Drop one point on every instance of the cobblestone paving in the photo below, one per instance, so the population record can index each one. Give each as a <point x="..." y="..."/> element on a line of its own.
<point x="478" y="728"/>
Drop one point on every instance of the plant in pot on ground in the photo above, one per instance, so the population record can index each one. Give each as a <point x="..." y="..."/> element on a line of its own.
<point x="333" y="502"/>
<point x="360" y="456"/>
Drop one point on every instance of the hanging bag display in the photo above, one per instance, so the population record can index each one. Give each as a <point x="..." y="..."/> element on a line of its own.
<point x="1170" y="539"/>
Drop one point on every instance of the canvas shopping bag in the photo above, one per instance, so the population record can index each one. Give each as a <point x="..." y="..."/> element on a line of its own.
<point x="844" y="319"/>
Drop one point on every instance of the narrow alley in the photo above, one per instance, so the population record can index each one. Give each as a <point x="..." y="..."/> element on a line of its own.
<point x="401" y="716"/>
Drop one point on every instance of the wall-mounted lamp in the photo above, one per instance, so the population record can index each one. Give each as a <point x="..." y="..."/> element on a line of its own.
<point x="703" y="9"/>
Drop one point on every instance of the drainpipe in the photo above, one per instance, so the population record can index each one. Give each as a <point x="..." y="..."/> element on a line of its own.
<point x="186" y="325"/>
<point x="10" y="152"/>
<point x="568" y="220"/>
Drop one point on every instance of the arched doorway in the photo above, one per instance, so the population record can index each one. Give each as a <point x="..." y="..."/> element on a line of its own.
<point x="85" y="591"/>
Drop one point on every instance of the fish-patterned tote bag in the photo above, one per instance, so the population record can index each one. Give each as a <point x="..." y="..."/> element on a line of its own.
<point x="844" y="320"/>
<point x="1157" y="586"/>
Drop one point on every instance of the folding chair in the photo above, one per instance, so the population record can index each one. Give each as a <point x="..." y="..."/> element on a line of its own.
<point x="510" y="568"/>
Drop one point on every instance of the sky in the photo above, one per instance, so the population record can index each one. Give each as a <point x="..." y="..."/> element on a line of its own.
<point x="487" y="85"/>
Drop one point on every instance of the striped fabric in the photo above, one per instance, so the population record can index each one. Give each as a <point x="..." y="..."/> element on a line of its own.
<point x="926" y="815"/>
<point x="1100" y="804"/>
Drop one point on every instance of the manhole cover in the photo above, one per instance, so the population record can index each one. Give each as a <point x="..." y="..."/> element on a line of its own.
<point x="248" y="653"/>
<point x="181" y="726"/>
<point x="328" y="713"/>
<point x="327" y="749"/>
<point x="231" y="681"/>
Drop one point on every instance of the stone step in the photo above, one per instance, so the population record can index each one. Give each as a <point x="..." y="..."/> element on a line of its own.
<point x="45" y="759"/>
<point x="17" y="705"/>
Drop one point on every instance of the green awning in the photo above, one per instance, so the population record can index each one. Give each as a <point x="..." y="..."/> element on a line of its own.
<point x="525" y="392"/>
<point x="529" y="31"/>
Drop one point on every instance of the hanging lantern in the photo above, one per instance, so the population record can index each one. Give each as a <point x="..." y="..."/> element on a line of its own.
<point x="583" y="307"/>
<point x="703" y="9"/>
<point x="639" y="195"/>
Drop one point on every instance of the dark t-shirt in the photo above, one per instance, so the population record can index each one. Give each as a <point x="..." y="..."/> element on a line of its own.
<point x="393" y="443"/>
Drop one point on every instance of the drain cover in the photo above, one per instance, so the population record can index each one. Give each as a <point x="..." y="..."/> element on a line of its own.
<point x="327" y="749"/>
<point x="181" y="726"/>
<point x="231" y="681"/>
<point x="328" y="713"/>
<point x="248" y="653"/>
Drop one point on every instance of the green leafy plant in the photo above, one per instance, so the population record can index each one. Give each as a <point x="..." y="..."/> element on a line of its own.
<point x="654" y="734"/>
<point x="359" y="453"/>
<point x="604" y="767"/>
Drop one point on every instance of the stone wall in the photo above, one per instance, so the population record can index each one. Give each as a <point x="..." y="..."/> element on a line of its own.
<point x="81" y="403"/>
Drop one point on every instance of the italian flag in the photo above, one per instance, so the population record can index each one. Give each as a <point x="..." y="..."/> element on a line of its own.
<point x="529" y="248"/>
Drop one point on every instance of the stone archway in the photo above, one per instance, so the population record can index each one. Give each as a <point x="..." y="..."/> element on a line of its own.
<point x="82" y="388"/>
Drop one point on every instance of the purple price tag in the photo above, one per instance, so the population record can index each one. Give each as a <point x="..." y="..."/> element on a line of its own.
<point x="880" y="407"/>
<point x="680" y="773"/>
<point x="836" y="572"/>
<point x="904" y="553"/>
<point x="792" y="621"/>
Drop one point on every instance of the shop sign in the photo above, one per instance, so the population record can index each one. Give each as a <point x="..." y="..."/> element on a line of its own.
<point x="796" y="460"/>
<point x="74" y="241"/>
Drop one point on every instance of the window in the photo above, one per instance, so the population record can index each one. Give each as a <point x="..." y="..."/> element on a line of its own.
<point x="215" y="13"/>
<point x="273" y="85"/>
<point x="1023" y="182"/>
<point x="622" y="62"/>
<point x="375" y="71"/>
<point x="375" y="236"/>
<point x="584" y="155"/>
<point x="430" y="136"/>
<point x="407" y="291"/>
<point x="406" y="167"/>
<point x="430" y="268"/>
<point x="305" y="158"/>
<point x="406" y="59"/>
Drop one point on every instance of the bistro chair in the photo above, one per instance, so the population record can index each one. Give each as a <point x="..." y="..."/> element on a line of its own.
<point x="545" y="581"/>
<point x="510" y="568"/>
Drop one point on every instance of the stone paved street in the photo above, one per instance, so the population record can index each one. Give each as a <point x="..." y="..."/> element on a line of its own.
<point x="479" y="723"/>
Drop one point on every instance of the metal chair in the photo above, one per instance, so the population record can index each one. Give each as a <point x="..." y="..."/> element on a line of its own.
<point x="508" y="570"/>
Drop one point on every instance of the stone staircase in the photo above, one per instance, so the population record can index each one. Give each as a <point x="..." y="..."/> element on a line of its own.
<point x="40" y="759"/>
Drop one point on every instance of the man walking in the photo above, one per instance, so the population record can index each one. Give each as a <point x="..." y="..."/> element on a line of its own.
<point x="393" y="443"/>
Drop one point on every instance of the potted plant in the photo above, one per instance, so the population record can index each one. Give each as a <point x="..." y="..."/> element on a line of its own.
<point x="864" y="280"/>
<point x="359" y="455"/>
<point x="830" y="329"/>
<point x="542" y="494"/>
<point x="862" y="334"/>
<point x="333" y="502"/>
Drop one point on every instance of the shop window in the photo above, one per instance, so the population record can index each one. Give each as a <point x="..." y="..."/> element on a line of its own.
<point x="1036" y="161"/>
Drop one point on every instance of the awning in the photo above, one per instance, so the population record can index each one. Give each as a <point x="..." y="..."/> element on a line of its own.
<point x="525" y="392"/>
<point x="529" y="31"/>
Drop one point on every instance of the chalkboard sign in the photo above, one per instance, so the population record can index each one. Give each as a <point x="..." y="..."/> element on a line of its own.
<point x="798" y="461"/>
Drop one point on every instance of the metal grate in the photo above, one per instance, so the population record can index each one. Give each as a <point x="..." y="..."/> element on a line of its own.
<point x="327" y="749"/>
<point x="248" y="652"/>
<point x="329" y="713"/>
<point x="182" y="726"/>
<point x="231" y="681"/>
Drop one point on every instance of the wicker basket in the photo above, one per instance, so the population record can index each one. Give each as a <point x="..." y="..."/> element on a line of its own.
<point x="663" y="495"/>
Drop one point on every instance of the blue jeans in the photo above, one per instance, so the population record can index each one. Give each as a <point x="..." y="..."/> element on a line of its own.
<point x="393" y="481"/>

#### [Goal of the exercise]
Your answer must be every record above, set down exactly as written.

#### [Answer to this task]
Drop one point on every instance of the cobblestone paving in the photo below, one per instance, so the population record can index each one. Give each as a <point x="..." y="..."/> element on a line of its own.
<point x="478" y="728"/>
Drop one point on every instance of the plant in pot on ground in the photo above, one per instance, so the population record can index each one. Give each as a <point x="..." y="..."/> element on a line of its own.
<point x="333" y="502"/>
<point x="360" y="456"/>
Drop one point on every instance of the hanging bag display in the photo above, one per instance, so the population record can index each one. Give each as a <point x="..." y="..."/> element on a line of its own.
<point x="1170" y="539"/>
Drop one point on every instance of the canvas shopping bag in the photo above, one per instance, so the population record can index each one. Give each as a <point x="..." y="..."/> element on a line of its own.
<point x="844" y="319"/>
Drop one point on every instance of the narrow alley in the photo above, one per instance, so the population record can index each one. Give each as a <point x="..." y="..."/> element on a line of its own.
<point x="401" y="716"/>
Drop one point on every instance of the wall-mounted lamp in the photo above, one per instance, so the population record can index each one. Give each as a <point x="..." y="..."/> element on a line of its own.
<point x="703" y="9"/>
Drop one point on every instance of the drainpipe in the photo above, one per instance, so the population record can index each one. Give each as a <point x="..." y="..."/> element on a line of its own.
<point x="186" y="325"/>
<point x="10" y="152"/>
<point x="568" y="220"/>
Drop one point on every instance of the arched doorway in the photo above, one per instance, so the population record can index each one. Give each as a <point x="..." y="..."/> element on a line of its own.
<point x="85" y="591"/>
Drop one point on every instance of the fish-patterned tote bag in the photo above, one per instance, so the population record can index each one. Give each as a <point x="..." y="..."/> element on a line of its own.
<point x="844" y="320"/>
<point x="1157" y="586"/>
Drop one point on every instance of the folding chair in the photo above, one per instance, so the population record can index each one. Give each as a <point x="..." y="..."/> element on a line of its own.
<point x="510" y="568"/>
Drop one point on every instance of the sky in the photo above, one per instance, so the population record can index each one. Give each as a <point x="..." y="..."/> element on a line of its own.
<point x="487" y="85"/>
Drop one point on every instance of the striped fabric in the photo above, one per instance, so the population record can index each one. Give each as a <point x="..." y="..."/> element on a line of its own.
<point x="926" y="815"/>
<point x="1100" y="804"/>
Drop one point on every instance of the manhole cover in the photo above, one per instance, so the population record can index each one. Give each as a <point x="..." y="..."/> element on a line of its own.
<point x="248" y="653"/>
<point x="181" y="726"/>
<point x="328" y="713"/>
<point x="327" y="749"/>
<point x="231" y="681"/>
Drop one point on every instance of the stone step in the photo above, one per instance, so the population record can index each one. Give each as a <point x="..." y="..."/> element on a line of its own.
<point x="45" y="759"/>
<point x="17" y="705"/>
Drop one point on every instance of the green awning in the photo above, one per instance, so the population record can index each one. Give each as a <point x="..." y="..."/> element on a line of its own.
<point x="525" y="392"/>
<point x="529" y="31"/>
Drop one point on every instance of the hanging lantern in the photo above, one per instance, so the population record can index each one. Give each as a <point x="..." y="..."/> element on a line of its own.
<point x="583" y="307"/>
<point x="703" y="9"/>
<point x="639" y="195"/>
Drop one point on every instance of the dark t-shirt in the photo above, one per instance, so the population record can index each one. Give each as a <point x="..." y="..."/> element on a line of its own.
<point x="393" y="443"/>
Drop one point on every instance of the drain cover in the photo above, one per instance, so the population record can index each one. Give each as a <point x="..." y="..."/> element on a line of its own.
<point x="327" y="749"/>
<point x="181" y="726"/>
<point x="231" y="681"/>
<point x="328" y="713"/>
<point x="248" y="653"/>
Drop one point on every instance of the green leafy plant in the photo above, one per instance, so the population record can index each one. Give each as a <point x="..." y="..."/> element on a line of its own.
<point x="654" y="734"/>
<point x="359" y="453"/>
<point x="604" y="767"/>
Drop one point on every instance of the stone wall in the photo above, one per instance, so the population record can index each one. Give each as a <point x="..." y="..."/> element on a line of its own.
<point x="81" y="403"/>
Drop one point on every instance of the italian flag in the photo above, one per instance, so the population record can index each one. Give each as a <point x="..." y="..."/> element on a line of its own.
<point x="529" y="248"/>
Drop one point on every instance of the stone archway in the photo above, one per instance, so the population record can index each one. Give each as a <point x="..." y="..."/> element on a line of its own.
<point x="82" y="388"/>
Drop one point on every instance of the purple price tag in the photo above, one per instance, so the population record can index each one. Give each as a <point x="..." y="..."/> element on a line of its own.
<point x="880" y="407"/>
<point x="680" y="773"/>
<point x="836" y="572"/>
<point x="904" y="553"/>
<point x="792" y="621"/>
Drop one point on every instance of the shop sign in the photo above, one per instance, so the population record can index each one. Give each as a <point x="..." y="..."/> element on a line of its own.
<point x="796" y="460"/>
<point x="74" y="241"/>
Drop one point on every instance of the window in the photo above, one per instance, so the population record can index each one. Give each as a <point x="..." y="..."/> element on a line of its own.
<point x="215" y="13"/>
<point x="273" y="85"/>
<point x="1023" y="182"/>
<point x="622" y="62"/>
<point x="375" y="71"/>
<point x="375" y="236"/>
<point x="584" y="155"/>
<point x="430" y="136"/>
<point x="407" y="291"/>
<point x="406" y="167"/>
<point x="430" y="268"/>
<point x="305" y="158"/>
<point x="406" y="59"/>
Drop one point on every instance of the bistro chair in the photo above, one per instance, so the population record can index each one. Give each as a <point x="..." y="..."/> element on a line of its own.
<point x="545" y="581"/>
<point x="510" y="568"/>
Drop one point on every instance of the stone paved street in the photo above, one per instance, so the population record can index each one. Give each as a <point x="..." y="..."/> element on a line of its own.
<point x="479" y="723"/>
Drop one point on every instance of the metal chair in the photo above, one per instance, so the population record can index each one. Give each as a <point x="..." y="..."/> element on a line of its own.
<point x="508" y="570"/>
Drop one point on every instance of the stone staircase in the photo above, one per instance, so the population record can index each one. Give each as a <point x="..." y="..."/> element on a line of its own.
<point x="40" y="759"/>
Drop one point on every instance of the man walking in the photo above, one per instance, so the population record can index each one. Give each as a <point x="..." y="..."/> element on a line of its own.
<point x="393" y="443"/>
Drop one point on every instance of the potted plant in the photo above, one per instance, so the population record can index each one. Give each as a <point x="..." y="..."/> element on a line of its own.
<point x="864" y="280"/>
<point x="359" y="455"/>
<point x="830" y="329"/>
<point x="542" y="494"/>
<point x="862" y="334"/>
<point x="333" y="502"/>
Drop one point on every instance of the shop window in the photo above, one per instance, so the population record can index each one. Give each as a <point x="..." y="..."/> element on a line of its own.
<point x="1036" y="161"/>
Drop one point on every instance of the awning in the photo above, one per instance, so the population record can index each one. Give each as a <point x="..." y="..."/> element on a line of its own.
<point x="525" y="392"/>
<point x="529" y="31"/>
Drop one point on every instance of the chalkboard sign in the photo above, one per instance, so the population record can index each one. Give each as a <point x="..." y="..."/> element on a line of its own.
<point x="798" y="461"/>
Drop one point on every instance of the metal grate in the photo above, one per instance, so the population record can index each one. Give each as a <point x="..." y="..."/> element on a line of its own.
<point x="327" y="749"/>
<point x="248" y="652"/>
<point x="329" y="713"/>
<point x="182" y="726"/>
<point x="231" y="681"/>
Drop one point on every instance of the wicker basket in the photo above, one per instance, so the population record can index each one. Give each as a <point x="..." y="..."/> element on a line of its own.
<point x="663" y="495"/>
Drop one point on every instance of the blue jeans in the photo above, one per instance, so the population record can index each one. Give each as a <point x="..." y="..."/> element on a line of its own.
<point x="393" y="481"/>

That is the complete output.